» **TASK PROMPT**:
Leave out the pictures and reproduce all of the data exactly.

Saved entries:
--- START ---
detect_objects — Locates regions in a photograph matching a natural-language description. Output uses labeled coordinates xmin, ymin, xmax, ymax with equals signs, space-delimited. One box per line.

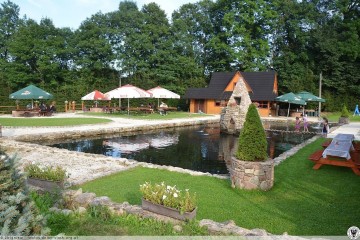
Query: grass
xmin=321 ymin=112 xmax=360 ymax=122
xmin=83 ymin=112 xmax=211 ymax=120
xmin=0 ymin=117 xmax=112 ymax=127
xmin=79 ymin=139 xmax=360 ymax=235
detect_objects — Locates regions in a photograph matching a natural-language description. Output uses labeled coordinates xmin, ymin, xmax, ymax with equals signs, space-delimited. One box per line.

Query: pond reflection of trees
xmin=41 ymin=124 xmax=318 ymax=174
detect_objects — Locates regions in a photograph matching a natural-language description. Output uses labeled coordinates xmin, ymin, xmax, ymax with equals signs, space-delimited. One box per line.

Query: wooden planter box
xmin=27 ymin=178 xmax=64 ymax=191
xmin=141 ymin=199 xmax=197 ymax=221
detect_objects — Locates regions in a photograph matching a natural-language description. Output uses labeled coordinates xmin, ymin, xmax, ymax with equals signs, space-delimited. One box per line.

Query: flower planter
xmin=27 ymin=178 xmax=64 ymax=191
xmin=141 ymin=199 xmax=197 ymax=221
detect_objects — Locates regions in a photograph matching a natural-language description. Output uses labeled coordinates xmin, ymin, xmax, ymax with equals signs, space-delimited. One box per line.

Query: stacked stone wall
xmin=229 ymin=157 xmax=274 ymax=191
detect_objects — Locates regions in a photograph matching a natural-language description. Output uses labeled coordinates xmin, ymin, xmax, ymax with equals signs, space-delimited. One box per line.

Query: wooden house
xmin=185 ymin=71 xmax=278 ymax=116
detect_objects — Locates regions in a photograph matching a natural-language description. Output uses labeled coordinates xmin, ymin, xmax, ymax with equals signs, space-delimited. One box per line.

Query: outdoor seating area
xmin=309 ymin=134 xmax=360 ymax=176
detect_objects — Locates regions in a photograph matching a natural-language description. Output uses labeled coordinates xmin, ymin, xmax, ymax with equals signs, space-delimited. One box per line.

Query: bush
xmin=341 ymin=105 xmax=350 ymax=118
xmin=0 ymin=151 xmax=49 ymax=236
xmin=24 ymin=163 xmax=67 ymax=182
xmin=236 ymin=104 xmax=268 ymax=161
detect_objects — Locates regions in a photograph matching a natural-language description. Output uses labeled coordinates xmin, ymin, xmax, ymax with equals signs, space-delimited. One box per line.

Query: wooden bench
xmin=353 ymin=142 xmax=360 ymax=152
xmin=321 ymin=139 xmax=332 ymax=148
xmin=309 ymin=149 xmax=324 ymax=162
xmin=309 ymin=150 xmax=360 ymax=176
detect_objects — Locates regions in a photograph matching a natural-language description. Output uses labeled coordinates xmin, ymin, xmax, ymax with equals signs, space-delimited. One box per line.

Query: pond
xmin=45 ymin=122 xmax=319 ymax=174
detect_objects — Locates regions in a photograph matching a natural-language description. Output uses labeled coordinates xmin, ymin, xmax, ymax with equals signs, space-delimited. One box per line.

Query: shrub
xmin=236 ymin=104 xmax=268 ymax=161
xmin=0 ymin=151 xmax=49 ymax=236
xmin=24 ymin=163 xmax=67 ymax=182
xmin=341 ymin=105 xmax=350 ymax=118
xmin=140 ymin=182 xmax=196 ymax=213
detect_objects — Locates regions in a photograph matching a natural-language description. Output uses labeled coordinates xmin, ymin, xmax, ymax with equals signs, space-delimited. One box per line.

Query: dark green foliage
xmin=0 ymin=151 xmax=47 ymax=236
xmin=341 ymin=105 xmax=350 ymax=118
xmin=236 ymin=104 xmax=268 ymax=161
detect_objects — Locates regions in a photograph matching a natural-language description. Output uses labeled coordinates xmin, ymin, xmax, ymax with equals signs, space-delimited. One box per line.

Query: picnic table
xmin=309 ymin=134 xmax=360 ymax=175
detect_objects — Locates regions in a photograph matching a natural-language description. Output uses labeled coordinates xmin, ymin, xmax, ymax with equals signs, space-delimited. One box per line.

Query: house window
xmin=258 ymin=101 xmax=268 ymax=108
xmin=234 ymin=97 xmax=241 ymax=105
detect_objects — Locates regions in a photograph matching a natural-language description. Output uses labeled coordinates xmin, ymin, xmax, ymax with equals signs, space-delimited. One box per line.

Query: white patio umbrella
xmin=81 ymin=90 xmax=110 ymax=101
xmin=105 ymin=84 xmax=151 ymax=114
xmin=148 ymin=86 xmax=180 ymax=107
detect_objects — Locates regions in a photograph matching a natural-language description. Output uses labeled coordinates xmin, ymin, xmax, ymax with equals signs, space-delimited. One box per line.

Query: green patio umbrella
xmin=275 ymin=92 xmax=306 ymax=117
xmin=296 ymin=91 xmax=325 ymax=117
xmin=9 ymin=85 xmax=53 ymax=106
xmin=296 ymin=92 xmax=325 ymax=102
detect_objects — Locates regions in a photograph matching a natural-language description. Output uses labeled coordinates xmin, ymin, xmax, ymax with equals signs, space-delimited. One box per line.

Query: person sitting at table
--- END ---
» **COMPLETE OUTPUT**:
detect_objects — Locates regions in a photograph matching a natural-language description. Output uses labeled coordinates xmin, ymin, xmax, ymax with equals signs, space-delimited. One box per line.

Query: grass
xmin=321 ymin=112 xmax=360 ymax=122
xmin=83 ymin=112 xmax=211 ymax=120
xmin=0 ymin=117 xmax=112 ymax=127
xmin=79 ymin=139 xmax=360 ymax=235
detect_objects — Locates regions in a photograph matching a natural-language description. Output uses labeled coordinates xmin, ymin, xmax, ymax with equals signs, space-delimited. One box per line.

Query: pond reflection of trees
xmin=41 ymin=124 xmax=318 ymax=174
detect_objects — Locates regions in a photograph matching a natural-language description. Output uses labeled coordinates xmin, ymin, xmax, ymax with equals signs, space-delimited. One box per line.

Query: wooden planter box
xmin=27 ymin=178 xmax=64 ymax=191
xmin=141 ymin=199 xmax=197 ymax=221
detect_objects — Locates regions in a photograph matching a natural-language description. Output uses labeled coordinates xmin, ymin, xmax, ymax with equals signs, space-delimited. One box per line.

Query: flower planter
xmin=27 ymin=178 xmax=64 ymax=191
xmin=141 ymin=199 xmax=197 ymax=221
detect_objects — Locates regions in a photograph matching a natural-language description. Output uses labeled coordinates xmin, ymin, xmax, ymax with equals signs, space-delimited. One box per line.

Query: stacked stone wall
xmin=229 ymin=157 xmax=274 ymax=191
detect_objects — Locates regions in a photograph matching a natural-language description. Output uses labeled coordinates xmin, ymin, xmax, ymax with equals signs, space-delimited. One box per line.

Query: wooden house
xmin=185 ymin=71 xmax=278 ymax=116
detect_objects — Locates regions in a photograph matching a natural-language description. Output uses labeled coordinates xmin, ymin, xmax, ymax with equals signs, space-delimited. One box per line.

Query: outdoor seating area
xmin=309 ymin=134 xmax=360 ymax=176
detect_objects — Locates regions in a photograph matching a natural-language description. Output uses labeled coordinates xmin, ymin, xmax, ymax with equals signs, space-delimited. One box per line.

Query: bush
xmin=341 ymin=105 xmax=350 ymax=118
xmin=0 ymin=151 xmax=49 ymax=236
xmin=24 ymin=163 xmax=67 ymax=182
xmin=236 ymin=104 xmax=268 ymax=161
detect_objects — Locates regions in a photograph matching a natural-language description. Output uses labeled coordinates xmin, ymin, xmax, ymax with equals signs, space-delimited. One box per line.

Query: wooden bench
xmin=353 ymin=142 xmax=360 ymax=152
xmin=321 ymin=139 xmax=332 ymax=148
xmin=309 ymin=149 xmax=324 ymax=162
xmin=309 ymin=150 xmax=360 ymax=176
detect_objects — Locates regions in a photograph matching a natural-language description. Output uses labeled coordinates xmin, ymin, xmax, ymax with equals signs, space-delimited. One box per line.

Query: pond
xmin=45 ymin=122 xmax=319 ymax=174
detect_objects — Locates regions in a photograph matching a natural-language description. Output uses labeled coordinates xmin, ymin, xmax, ymax with equals signs, space-delimited. One box per line.

Query: shrub
xmin=236 ymin=104 xmax=268 ymax=161
xmin=0 ymin=151 xmax=49 ymax=236
xmin=24 ymin=163 xmax=67 ymax=182
xmin=341 ymin=105 xmax=350 ymax=118
xmin=140 ymin=182 xmax=196 ymax=213
detect_objects — Locates regions in a photograph matching a natural-language description. Output uses labeled coordinates xmin, ymin, xmax, ymax with equals signs, space-delimited. One box per line.

Query: dark green foliage
xmin=0 ymin=151 xmax=47 ymax=236
xmin=341 ymin=105 xmax=350 ymax=118
xmin=236 ymin=104 xmax=268 ymax=161
detect_objects — Locates regions in a photograph matching a natural-language description. Output uses labeled coordinates xmin, ymin, xmax, ymax with equals signs, space-delimited. One box per line.

Query: picnic table
xmin=309 ymin=134 xmax=360 ymax=175
detect_objects — Locates regions in a photograph matching a natural-language description. Output uses labeled coordinates xmin, ymin, xmax, ymax with equals signs, space-delimited. One box per line.

Query: house window
xmin=258 ymin=101 xmax=268 ymax=108
xmin=234 ymin=97 xmax=241 ymax=105
detect_objects — Locates regions in a photograph matching a natural-language description. Output uses labeled coordinates xmin, ymin, xmax, ymax with equals signs, space-delimited. One box per line.

Query: white patio umbrella
xmin=81 ymin=90 xmax=110 ymax=101
xmin=105 ymin=84 xmax=151 ymax=114
xmin=148 ymin=86 xmax=180 ymax=107
detect_objects — Locates regions in a photograph matching a natural-language description. Output uses labeled coordinates xmin, ymin, xmax, ymax with equals signs, space-delimited. One box per line.

Query: green patio umbrella
xmin=275 ymin=92 xmax=306 ymax=117
xmin=296 ymin=91 xmax=325 ymax=117
xmin=9 ymin=85 xmax=53 ymax=106
xmin=296 ymin=92 xmax=325 ymax=102
detect_objects — Locates regions in a photograph matching a natural-language description. Output uses labeled coordinates xmin, ymin, xmax, ymax with equals signs, space-delimited. One box per line.

Query: person sitting at table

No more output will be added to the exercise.